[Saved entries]
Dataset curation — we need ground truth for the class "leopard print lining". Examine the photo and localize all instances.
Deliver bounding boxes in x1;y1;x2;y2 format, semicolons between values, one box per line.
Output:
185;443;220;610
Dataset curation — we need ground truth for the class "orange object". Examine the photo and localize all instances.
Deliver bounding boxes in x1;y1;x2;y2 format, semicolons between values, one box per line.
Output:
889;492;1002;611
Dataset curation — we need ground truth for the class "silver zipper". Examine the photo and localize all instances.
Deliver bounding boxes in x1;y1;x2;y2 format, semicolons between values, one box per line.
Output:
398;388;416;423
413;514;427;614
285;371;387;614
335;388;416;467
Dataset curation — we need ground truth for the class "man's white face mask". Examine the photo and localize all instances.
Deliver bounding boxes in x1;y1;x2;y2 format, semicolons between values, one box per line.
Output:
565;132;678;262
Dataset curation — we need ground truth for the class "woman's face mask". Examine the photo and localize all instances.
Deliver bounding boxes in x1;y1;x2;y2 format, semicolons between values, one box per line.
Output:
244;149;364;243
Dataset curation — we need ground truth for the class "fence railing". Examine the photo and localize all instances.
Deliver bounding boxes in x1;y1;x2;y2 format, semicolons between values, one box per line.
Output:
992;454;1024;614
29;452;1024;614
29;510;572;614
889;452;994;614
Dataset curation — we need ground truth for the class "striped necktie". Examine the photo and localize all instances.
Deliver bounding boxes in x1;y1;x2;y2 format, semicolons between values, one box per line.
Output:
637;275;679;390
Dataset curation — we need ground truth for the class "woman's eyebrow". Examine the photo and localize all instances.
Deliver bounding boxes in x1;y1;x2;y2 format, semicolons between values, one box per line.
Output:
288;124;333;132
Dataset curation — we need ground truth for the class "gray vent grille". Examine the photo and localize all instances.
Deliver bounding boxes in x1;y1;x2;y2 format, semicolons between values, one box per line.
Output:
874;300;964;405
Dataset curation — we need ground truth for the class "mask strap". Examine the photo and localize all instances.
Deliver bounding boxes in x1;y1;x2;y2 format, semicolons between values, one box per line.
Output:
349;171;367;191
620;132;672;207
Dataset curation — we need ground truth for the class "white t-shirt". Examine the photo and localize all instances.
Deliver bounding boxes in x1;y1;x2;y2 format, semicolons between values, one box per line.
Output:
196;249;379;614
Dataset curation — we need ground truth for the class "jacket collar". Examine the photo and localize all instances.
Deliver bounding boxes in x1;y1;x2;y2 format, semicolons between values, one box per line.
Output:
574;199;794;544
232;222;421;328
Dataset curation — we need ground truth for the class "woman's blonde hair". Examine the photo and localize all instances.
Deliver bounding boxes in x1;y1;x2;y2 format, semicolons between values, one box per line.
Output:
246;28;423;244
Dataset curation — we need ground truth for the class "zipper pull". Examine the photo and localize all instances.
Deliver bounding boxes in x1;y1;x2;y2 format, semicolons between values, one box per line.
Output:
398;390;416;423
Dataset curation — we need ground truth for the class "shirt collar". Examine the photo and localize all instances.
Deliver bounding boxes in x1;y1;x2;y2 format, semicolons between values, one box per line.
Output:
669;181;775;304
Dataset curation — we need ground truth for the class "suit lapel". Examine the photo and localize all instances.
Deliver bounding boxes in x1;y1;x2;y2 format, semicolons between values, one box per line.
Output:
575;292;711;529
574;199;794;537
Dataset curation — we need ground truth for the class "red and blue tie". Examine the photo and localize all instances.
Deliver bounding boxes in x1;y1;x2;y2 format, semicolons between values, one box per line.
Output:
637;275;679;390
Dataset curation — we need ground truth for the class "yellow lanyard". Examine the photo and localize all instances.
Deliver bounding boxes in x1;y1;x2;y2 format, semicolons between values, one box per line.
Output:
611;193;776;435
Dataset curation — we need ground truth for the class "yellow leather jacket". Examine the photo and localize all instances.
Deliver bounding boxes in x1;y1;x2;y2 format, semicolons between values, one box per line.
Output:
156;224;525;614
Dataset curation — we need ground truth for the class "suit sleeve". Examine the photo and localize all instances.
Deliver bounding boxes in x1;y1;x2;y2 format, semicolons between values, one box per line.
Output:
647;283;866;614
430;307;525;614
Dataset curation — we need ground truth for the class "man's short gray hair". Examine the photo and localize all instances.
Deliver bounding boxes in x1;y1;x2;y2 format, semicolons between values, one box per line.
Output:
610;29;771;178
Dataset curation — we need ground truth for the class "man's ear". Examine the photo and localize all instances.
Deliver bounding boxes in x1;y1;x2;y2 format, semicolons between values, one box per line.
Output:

Task requirements –
Lay out every line of the listing above as a numbered list, skipping any blank lines.

Expected answer –
1. Dataset curation — we need ground truth for the class "leopard print lining". Examine the photo and localize all instances.
2. Deliver bounding boxes in x1;y1;x2;y2 format, semicolons between values, one box per line.
3. Output:
4. 185;443;220;610
5. Dataset curation — we need ground truth for the class "orange object". Examine the photo and localize all instances.
6. Deliver bounding boxes in x1;y1;x2;y2 format, semicolons between values, one box per line.
7. Output:
8. 889;492;1002;611
9. Dataset curation — we need ground truth for the class "silver zipper". Examine the photo and localize all instances.
10. Deliver bounding boxes in x1;y1;x2;y2 format, semicolons between values, one box per line.
11. Output:
12. 398;388;416;423
13. 413;514;427;614
14. 285;371;387;614
15. 335;388;416;467
16. Dataset curation — we need ground truth for the class "man's white face mask". Examine the photo and localize all instances.
17. Deliver bounding boxes in x1;y1;x2;y2 format, semicolons between values, one box per line.
18. Output:
19. 565;132;678;262
20. Dataset curation — we need ground truth for the class "woman's face mask". Examine the photo and localize all instances.
21. Deliver bounding boxes in x1;y1;x2;y2 format, semicolons between values, one box per line.
22. Output:
23. 244;149;364;243
24. Dataset curation — we need ground truth for the class "fence railing". Examine the photo and localize all instances.
25. Deliver bounding boxes in x1;y1;x2;y2 format, semicolons between values, one box per line.
26. Output:
27. 992;454;1024;614
28. 29;452;1024;614
29. 29;510;572;614
30. 889;452;994;614
31. Dataset curation — we need ground truth for the class "striped necktie". Examine the photo and localize all instances.
32. Deliver bounding boxes in x1;y1;x2;y2 format, semicolons between values, one box per line.
33. Output:
34. 637;275;679;390
35. Dataset curation — we need ground truth for the class "woman's eyebrow". Examine the photo and localize all instances.
36. Deliver bounding boxes in x1;y1;x2;y2 format, semicolons between values, one box per line.
37. Output:
38. 288;124;333;132
39. Dataset curation — we need ground truth for the class "gray vent grille". Examine the photo and localize all instances.
40. Deliver bounding boxes in x1;y1;x2;y2 format, semicolons between values, one box per line.
41. Output:
42. 874;300;964;405
43. Dataset curation — we need ground truth for the class "mask strap". Examine the photo and localize all instances.
44. Deliver bounding boxes in x1;y1;x2;y2 format, semicolons between values, one box per line.
45. Output:
46. 349;171;367;191
47. 620;132;672;207
48. Dataset curation — we need ground truth for the class "white t-shirt". Examine the photo and localize all instances.
49. Deliver bounding boxes in x1;y1;x2;y2 format, semicolons between values, one box per line.
50. Output:
51. 196;249;379;614
52. Dataset curation — we need ground truth for the class "jacket collar". Examine the photo and localize all instances.
53. Deliver bounding boxes in x1;y1;x2;y2 format, semicolons between values, one box per line.
54. Output:
55. 574;199;794;544
56. 232;222;421;328
57. Dataset curation — we need ground truth for the class "woman's blonde hair". Examine the photo and localize all instances.
58. Deliver bounding boxes in x1;y1;x2;y2 format, semicolons between values, one box per line.
59. Output:
60. 246;28;423;244
61. Dataset curation — we need ground truth for the class "zipper pull". Examine the photo and localize all instances.
62. Deliver bounding boxes in x1;y1;x2;y2 format, semicolons between values, one box per line.
63. Output:
64. 398;390;416;423
65. Dataset curation — we need ground truth for the class "shirt collar". Examine the photo and localize all instances.
66. Deliver bounding boxes in x1;y1;x2;y2 format, semicolons between values, one box per line.
67. Output:
68. 669;181;775;304
69. Dataset curation — we need ground truth for the class "suit lapel". Examine the photo and localize all instances.
70. Deliver bounding boxes in x1;y1;x2;y2 format, semicolons between values, one box per line.
71. Output:
72. 575;292;711;529
73. 574;199;794;537
74. Dataset curation — we need ground truth for the class "red and blue tie". Examine the photo and localize all instances.
75. Deliver bounding boxes in x1;y1;x2;y2 format, semicolons between values, one box per line.
76. Output:
77. 637;275;679;390
78. Dataset curation — we need ground truth for the class "yellow lanyard". Examine the photo and localize all instances.
79. Deliver bounding boxes in x1;y1;x2;y2 format, semicolons between values, one box per line.
80. Output:
81. 611;193;776;435
82. Dataset curation — we need ground truth for the class "yellow leather jacket". Examine the photo and localize all instances.
83. Deliver bounding boxes in x1;y1;x2;y2 format, semicolons between values, one box per line.
84. Output:
85. 156;224;525;614
86. Dataset curation — we need ground truth for the class "suit sleeve". Examine the photo and localize all instances.
87. Deliver bounding boxes in x1;y1;x2;y2 format, semicolons between values, one box per line.
88. Output:
89. 647;283;866;614
90. 430;307;525;614
91. Dataset curation — we need ground truth for the class "man's short gray hair". Examine the photo and localize all instances.
92. Deliver bounding boxes in x1;y1;x2;y2 format, semicolons between values, one box per line.
93. Output:
94. 610;29;771;178
95. Dataset curation — we need ground truth for the class "man's ear". Examine the photo and localize all instances.
96. Deliver bounding boxes in x1;y1;x2;y2 format, semicolons between values, one box per line.
97. Output:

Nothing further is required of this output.